===== Excerpted records

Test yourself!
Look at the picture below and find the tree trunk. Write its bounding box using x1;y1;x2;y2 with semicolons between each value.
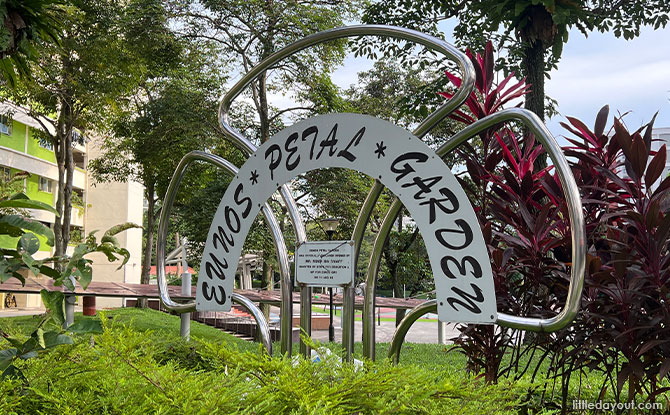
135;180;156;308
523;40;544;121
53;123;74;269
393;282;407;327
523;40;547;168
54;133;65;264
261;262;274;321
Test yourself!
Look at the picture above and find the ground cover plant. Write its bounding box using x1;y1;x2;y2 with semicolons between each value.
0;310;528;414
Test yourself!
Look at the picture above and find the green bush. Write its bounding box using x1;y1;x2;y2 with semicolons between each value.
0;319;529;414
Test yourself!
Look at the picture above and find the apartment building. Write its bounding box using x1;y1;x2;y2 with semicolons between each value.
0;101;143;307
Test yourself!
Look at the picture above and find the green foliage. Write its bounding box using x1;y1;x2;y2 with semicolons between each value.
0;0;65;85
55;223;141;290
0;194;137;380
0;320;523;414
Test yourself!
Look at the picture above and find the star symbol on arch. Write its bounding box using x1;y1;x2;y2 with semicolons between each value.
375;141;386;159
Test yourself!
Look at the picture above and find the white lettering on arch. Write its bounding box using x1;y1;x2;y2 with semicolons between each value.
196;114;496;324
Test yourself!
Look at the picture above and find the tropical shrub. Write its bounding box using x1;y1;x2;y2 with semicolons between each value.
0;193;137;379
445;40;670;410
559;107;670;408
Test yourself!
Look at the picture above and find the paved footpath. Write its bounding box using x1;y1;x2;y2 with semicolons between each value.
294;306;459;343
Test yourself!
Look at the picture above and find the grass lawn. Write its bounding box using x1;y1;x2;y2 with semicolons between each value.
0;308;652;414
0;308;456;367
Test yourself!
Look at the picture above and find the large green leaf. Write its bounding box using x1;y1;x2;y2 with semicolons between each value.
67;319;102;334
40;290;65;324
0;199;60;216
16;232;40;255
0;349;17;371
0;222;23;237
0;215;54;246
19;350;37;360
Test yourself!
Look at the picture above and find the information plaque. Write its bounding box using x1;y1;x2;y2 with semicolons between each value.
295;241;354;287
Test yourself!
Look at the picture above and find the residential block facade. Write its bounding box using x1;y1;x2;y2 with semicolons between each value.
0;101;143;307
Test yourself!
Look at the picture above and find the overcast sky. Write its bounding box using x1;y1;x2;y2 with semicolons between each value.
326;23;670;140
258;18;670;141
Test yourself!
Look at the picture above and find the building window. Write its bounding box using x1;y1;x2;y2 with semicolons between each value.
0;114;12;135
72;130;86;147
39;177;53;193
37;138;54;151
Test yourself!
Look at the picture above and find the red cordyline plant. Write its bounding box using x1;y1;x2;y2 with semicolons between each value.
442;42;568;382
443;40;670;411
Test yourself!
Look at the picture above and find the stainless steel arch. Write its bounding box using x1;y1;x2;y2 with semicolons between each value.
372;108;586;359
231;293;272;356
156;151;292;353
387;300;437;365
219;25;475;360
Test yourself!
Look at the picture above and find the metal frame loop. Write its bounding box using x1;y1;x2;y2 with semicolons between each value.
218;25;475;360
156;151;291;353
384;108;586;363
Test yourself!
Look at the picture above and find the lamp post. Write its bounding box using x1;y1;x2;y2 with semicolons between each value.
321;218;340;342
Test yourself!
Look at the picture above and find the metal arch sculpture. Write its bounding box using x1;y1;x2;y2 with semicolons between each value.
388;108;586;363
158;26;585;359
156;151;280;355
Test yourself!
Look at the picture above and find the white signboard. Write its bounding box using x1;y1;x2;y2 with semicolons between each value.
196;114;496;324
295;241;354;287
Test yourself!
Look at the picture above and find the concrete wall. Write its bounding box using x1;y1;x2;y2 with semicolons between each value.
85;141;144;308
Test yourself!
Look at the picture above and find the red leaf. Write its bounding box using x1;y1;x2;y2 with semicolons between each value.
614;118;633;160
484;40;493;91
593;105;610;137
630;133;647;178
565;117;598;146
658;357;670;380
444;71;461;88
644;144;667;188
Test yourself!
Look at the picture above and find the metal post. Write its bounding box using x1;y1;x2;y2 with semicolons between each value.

==========

• _Short exercise_
Edit every record so that each occurrence of "bounding box" reads "enclosing rectangle", leaving everything else unchanged. Omit the pictures from your answer.

• _Result of this exercise_
Test yourself!
Look at the picture below and find the tree trunk. Write its enclosing rectangle using x1;y1;x2;y2 with semicolons between each value.
135;180;156;308
523;40;544;121
53;123;74;269
393;282;407;327
523;40;547;168
54;133;65;264
261;262;274;321
Test yourself!
Look at the picture above and find the ground cover plant. Write its enclosing rectangle using x1;y1;x2;y2 with semicolons between each value.
0;310;528;414
Test yourself!
Look at the picture above and find the green bush. Write its enclosing rectangle using x1;y1;x2;y2 with semicolons between each value.
0;319;529;414
Test yourself!
Look at the picture above and find the apartment building. Write its enclosing rectangle using x1;y1;x2;y2 with semicolons between each value.
0;101;143;307
Test yourself!
Look at the picture above and find the green foliage. Write its enclosing rectangle using x1;y1;x2;y2 with semicolons between each value.
0;0;65;85
55;223;141;290
0;194;137;380
0;320;523;414
Test yourself!
Look at the picture above and find the star symbol on arch. Write its enclosing rectangle using x1;y1;x2;y2 with semicolons between each value.
375;141;386;159
Test yourself!
Look at the picture above and find the white lettering on arch. Write its enclosing rectangle using x1;y1;x2;y2 with semicolons between each value.
196;114;496;324
Test yourself!
Look at the picture above and find the tropical shrub. Write its enclosing rectangle using x1;y1;x2;y2 with semicolons between each value.
0;193;137;379
445;40;670;410
559;107;670;408
Test yourself!
Look at the picture above and find the paved footpath. Write its enclosing rectangle using x1;y1;x2;y2 with semicolons between each value.
294;306;459;343
Test yourself!
Look at the picture above and find the grass lawn. Write its enclosing rectangle using x1;y1;x2;y2 with semicolons between each value.
0;308;652;414
0;308;456;367
Test yourself!
Look at the picture above and find the large green leaf. Write its enclosing rectangle using x1;y1;x2;y2 with semicolons between each value.
67;319;102;334
40;290;65;324
0;199;60;216
16;232;40;255
0;349;17;371
0;222;23;237
0;215;54;246
19;350;37;360
Test yourself!
Look at the picture above and find the information plaque. Write its enclosing rectangle using x1;y1;x2;y2 with semicolons between each value.
295;241;354;287
Test yourself!
Look at the picture above and find the residential block facade. Write its enclosing rectangle using x1;y1;x2;y2 with semicolons between each value.
0;101;143;307
Test yourself!
Look at the picture above and find the overcast sky. Write its enclosing rectangle using x1;y1;x2;y2 with semicolons between each value.
326;23;670;140
258;18;670;141
Test yourself!
Look at the picture above and find the building window. Write its enclosing rectangle using x1;y1;x2;y2 with semicolons between each value.
0;114;12;135
72;130;86;147
39;177;53;193
37;138;54;151
Test yourself!
Look at the picture above and find the red cordyline plant. Write its enclosing rectangle using x1;y1;x2;y2 with semicolons between each value.
442;42;568;382
443;40;670;411
Test yourself!
Look at the picture above and find the stainless steel arch. Write its enclosing rectangle using x1;y1;x2;y2 with semicolons between each value.
372;108;586;359
231;293;272;356
156;151;292;353
387;300;437;365
219;25;475;360
Test yourself!
Look at the picture above and find the metal frame loop. Write its enclosing rectangle using x1;y1;x2;y2 with semicolons between each value.
218;25;475;360
156;151;291;353
384;108;586;363
Test yourself!
Look at the picture above and find the lamp post. Write its enclosing rectangle using x1;y1;x2;y2 with semicolons between each value.
321;218;340;342
Test yourself!
Look at the picture above and find the metal arch sculpture. Write its enclosing rectangle using x1;y1;x2;y2 with semicolons between each value.
388;108;586;363
158;26;585;359
156;151;280;355
Test yourself!
Look at the picture above and find the white signboard. Write its enclosing rectangle using x1;y1;x2;y2 with semicolons between each value.
196;114;496;324
295;241;354;287
Test yourself!
Look at the picture above and find the concrete wall. Write its enclosing rectangle using x1;y1;x2;y2 with semicolons between each value.
85;141;144;308
Test yourself!
Look at the picture above and find the red leaf. Write its enclosing rectangle using x1;y1;x2;y2 with semicolons between each value.
614;118;633;160
484;40;493;91
593;105;610;137
630;133;647;178
565;117;598;146
658;357;670;380
444;71;461;88
644;144;667;188
Test yourself!
Look at the picture above and find the metal post. Write its enclosing rectangle using x1;y1;x2;y2 with semicolons between each value.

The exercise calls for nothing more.